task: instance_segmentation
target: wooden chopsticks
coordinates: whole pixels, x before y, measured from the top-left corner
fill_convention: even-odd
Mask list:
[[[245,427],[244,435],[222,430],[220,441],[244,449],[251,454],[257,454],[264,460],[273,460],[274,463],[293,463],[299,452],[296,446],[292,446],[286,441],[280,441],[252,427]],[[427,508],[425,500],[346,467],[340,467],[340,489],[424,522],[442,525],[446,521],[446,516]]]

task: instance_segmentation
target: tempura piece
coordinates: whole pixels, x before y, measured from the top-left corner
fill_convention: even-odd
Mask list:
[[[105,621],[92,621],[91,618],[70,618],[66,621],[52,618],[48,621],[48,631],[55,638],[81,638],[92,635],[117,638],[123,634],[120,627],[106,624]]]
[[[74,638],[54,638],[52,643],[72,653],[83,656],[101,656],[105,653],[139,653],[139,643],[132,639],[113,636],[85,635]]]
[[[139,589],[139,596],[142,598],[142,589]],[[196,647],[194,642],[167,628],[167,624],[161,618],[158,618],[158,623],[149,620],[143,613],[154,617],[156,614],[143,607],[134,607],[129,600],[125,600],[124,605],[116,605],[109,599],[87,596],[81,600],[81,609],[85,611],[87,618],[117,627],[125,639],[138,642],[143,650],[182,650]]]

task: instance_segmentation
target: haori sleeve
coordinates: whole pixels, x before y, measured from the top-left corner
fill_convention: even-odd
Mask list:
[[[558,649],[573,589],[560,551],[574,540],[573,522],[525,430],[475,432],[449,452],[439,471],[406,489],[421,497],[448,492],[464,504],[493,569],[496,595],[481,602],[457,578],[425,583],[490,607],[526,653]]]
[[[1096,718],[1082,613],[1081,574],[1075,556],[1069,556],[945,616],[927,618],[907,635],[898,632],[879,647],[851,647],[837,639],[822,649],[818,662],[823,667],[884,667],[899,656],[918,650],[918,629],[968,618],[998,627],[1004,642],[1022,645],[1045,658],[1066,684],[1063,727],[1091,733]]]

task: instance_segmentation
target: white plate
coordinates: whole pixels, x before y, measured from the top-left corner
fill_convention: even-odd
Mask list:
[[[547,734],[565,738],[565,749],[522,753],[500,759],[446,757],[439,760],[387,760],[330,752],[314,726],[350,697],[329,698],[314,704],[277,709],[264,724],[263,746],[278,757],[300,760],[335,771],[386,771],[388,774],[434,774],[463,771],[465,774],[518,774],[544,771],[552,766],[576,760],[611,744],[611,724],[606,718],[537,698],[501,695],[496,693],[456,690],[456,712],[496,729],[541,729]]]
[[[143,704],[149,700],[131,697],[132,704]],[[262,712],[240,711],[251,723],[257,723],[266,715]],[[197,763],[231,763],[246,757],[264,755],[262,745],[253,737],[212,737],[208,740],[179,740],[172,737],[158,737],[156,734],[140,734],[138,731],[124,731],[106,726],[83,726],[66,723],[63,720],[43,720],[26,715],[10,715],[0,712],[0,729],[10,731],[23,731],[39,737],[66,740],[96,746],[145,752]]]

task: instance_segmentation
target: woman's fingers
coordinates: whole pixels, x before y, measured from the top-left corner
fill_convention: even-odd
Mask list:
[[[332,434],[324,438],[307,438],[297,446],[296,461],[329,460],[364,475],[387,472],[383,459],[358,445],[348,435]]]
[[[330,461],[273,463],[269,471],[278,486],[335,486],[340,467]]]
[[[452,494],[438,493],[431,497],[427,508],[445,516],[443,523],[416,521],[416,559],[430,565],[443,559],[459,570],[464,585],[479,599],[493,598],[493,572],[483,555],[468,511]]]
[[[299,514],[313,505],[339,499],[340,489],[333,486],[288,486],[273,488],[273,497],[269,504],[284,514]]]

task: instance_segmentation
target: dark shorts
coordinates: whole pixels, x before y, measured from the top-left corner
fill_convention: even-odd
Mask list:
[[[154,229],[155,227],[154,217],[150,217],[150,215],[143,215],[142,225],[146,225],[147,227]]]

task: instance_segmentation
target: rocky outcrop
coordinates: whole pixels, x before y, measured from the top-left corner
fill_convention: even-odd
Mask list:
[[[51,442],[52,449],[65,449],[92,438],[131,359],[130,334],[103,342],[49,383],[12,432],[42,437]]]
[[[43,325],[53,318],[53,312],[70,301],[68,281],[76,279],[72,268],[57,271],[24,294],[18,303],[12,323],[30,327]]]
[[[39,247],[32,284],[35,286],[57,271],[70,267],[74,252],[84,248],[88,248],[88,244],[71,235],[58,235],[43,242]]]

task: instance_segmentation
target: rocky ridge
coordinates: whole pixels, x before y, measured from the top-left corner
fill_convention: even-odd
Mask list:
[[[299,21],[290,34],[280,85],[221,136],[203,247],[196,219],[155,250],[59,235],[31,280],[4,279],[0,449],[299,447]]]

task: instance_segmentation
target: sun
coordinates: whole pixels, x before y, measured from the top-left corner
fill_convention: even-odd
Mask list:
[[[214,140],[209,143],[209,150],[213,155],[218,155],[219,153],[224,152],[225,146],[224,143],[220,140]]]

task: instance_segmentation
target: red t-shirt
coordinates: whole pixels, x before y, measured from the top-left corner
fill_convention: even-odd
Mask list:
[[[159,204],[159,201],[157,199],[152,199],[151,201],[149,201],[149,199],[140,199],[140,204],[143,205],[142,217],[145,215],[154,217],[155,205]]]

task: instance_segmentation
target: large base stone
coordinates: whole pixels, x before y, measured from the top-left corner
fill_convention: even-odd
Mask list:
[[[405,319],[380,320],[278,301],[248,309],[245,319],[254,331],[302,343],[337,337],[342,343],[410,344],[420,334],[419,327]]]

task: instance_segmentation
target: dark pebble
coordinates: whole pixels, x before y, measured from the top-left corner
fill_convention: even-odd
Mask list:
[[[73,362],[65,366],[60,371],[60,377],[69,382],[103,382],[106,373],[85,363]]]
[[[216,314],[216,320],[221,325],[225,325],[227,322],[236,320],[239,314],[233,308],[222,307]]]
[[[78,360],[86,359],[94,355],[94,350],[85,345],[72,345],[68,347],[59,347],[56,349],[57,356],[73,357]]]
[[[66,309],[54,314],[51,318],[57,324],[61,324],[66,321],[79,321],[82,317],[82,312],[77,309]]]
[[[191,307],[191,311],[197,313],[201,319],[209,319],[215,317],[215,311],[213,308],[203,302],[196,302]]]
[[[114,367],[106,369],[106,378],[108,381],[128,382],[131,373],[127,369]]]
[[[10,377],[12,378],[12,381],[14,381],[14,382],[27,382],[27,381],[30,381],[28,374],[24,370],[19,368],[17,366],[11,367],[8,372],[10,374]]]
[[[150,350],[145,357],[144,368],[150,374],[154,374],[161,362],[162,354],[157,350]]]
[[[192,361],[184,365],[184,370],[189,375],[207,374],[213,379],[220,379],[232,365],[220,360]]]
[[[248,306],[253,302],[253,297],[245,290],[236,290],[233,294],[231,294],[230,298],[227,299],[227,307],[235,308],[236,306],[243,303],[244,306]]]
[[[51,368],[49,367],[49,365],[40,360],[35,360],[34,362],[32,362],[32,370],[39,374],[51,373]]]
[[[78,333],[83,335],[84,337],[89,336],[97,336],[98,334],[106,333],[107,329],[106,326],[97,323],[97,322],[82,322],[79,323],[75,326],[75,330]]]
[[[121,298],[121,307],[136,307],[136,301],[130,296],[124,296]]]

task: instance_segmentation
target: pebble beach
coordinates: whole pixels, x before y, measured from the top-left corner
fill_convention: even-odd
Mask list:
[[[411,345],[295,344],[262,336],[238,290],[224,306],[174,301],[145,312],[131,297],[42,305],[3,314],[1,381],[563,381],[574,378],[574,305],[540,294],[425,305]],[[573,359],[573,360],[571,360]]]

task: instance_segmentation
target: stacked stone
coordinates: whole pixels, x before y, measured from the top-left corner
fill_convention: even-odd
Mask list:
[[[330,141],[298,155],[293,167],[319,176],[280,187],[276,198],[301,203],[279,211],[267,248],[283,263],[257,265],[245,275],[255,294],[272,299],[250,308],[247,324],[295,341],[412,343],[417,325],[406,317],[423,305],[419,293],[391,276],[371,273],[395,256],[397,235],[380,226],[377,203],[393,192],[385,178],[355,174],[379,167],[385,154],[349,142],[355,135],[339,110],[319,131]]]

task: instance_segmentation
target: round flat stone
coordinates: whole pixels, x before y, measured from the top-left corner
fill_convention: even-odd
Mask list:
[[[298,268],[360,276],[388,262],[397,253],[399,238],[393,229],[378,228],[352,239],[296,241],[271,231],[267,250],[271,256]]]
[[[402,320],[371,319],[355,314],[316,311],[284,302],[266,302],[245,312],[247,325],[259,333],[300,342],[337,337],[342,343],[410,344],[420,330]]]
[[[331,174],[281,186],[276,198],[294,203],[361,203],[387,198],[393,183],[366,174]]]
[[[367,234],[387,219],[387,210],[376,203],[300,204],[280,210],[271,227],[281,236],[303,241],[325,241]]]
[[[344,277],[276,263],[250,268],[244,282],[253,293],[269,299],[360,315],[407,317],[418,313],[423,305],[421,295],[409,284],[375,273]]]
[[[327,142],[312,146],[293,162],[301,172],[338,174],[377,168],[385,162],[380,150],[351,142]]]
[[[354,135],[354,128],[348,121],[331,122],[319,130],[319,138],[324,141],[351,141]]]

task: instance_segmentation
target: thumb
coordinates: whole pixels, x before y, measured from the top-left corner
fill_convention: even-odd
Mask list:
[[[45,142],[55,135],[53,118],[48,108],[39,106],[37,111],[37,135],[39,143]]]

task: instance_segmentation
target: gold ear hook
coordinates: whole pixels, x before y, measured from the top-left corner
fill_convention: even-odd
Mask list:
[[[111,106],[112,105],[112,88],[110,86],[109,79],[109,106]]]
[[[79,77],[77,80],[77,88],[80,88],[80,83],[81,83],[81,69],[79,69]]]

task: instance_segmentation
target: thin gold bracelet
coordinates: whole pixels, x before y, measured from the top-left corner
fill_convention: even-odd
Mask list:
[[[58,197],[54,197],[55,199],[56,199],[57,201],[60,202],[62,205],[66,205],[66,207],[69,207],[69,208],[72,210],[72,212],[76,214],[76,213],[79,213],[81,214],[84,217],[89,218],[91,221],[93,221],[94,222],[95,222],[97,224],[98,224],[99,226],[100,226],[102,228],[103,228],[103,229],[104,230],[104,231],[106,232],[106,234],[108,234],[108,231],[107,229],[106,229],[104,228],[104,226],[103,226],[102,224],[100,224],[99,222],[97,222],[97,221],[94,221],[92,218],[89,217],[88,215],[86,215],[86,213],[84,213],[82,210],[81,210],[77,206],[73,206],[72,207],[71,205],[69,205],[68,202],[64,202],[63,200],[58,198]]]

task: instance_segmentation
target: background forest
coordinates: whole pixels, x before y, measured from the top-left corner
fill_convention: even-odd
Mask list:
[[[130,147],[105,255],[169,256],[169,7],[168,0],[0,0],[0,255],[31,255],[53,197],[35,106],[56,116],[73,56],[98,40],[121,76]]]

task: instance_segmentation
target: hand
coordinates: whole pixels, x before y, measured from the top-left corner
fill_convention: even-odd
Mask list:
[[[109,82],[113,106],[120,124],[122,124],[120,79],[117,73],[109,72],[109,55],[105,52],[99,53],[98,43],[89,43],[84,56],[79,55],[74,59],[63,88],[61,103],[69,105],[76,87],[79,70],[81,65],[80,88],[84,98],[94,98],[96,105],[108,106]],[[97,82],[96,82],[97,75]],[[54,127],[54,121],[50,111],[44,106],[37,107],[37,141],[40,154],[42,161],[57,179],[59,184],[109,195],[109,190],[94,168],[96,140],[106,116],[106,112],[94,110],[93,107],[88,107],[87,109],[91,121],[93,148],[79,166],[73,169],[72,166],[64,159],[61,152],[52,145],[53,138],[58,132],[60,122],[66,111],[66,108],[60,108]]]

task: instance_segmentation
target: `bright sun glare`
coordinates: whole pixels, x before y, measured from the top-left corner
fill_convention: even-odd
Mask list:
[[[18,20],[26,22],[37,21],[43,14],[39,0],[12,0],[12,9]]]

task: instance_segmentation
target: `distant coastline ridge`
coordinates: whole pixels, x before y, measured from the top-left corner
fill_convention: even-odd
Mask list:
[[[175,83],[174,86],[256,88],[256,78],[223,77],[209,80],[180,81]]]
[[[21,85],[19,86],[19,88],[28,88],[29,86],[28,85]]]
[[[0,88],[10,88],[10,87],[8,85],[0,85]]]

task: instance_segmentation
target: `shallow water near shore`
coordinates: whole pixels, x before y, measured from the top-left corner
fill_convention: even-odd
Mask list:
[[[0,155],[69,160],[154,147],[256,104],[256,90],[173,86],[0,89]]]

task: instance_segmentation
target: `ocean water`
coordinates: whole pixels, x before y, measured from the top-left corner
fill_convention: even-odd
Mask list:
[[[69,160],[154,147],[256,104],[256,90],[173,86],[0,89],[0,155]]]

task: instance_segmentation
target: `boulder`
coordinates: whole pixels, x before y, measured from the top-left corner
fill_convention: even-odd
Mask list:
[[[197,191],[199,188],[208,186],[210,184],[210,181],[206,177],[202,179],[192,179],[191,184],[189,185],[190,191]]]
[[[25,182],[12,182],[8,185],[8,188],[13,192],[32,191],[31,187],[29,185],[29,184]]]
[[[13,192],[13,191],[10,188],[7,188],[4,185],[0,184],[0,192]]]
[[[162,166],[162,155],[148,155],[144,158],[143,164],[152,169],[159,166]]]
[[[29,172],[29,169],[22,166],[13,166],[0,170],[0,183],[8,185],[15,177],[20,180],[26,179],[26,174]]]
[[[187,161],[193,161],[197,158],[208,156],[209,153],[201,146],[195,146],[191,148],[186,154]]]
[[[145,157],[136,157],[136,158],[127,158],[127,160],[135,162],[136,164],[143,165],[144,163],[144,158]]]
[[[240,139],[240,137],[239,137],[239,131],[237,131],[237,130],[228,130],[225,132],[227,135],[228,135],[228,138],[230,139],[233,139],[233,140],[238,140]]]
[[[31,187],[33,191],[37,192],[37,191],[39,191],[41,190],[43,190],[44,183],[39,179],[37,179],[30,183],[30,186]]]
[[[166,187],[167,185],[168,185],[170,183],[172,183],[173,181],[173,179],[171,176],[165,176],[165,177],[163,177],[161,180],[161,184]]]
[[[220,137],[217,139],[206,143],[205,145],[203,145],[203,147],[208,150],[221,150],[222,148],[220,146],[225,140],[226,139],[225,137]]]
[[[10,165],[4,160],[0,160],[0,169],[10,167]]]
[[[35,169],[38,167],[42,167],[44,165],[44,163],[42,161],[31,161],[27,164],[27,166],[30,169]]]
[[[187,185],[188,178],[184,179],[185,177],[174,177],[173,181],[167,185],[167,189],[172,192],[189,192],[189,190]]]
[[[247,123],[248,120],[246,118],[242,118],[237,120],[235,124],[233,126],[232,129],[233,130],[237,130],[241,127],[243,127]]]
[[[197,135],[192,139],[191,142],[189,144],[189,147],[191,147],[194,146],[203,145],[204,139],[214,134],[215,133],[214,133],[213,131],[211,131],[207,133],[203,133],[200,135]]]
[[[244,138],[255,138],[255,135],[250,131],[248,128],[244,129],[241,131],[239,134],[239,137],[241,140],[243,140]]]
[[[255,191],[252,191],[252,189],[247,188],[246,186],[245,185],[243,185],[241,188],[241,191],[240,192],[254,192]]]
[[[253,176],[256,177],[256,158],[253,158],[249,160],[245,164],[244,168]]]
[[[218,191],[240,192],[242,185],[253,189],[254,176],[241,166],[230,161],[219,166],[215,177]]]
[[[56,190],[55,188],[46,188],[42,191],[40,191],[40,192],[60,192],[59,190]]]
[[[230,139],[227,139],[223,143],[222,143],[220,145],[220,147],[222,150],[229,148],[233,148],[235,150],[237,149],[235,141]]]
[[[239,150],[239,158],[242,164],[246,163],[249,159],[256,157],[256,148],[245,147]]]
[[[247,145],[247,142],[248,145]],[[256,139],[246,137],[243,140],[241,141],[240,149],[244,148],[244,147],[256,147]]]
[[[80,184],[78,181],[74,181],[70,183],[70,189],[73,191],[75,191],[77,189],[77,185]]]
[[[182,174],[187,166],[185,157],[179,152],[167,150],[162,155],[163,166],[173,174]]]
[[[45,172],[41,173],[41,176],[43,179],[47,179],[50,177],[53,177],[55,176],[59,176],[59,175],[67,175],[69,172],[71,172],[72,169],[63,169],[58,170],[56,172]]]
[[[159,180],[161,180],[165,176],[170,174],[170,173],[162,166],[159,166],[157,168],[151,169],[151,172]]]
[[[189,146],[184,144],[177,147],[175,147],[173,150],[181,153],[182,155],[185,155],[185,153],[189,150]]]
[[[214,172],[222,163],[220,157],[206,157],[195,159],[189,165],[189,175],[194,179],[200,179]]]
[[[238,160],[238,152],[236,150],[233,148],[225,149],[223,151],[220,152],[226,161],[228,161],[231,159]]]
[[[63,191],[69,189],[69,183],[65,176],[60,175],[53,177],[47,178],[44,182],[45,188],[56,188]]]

▬▬▬▬▬▬

- EXERCISE PROMPT
Report how many lines of the records contain the string "stone".

- RESPONSE TO THIS TASK
3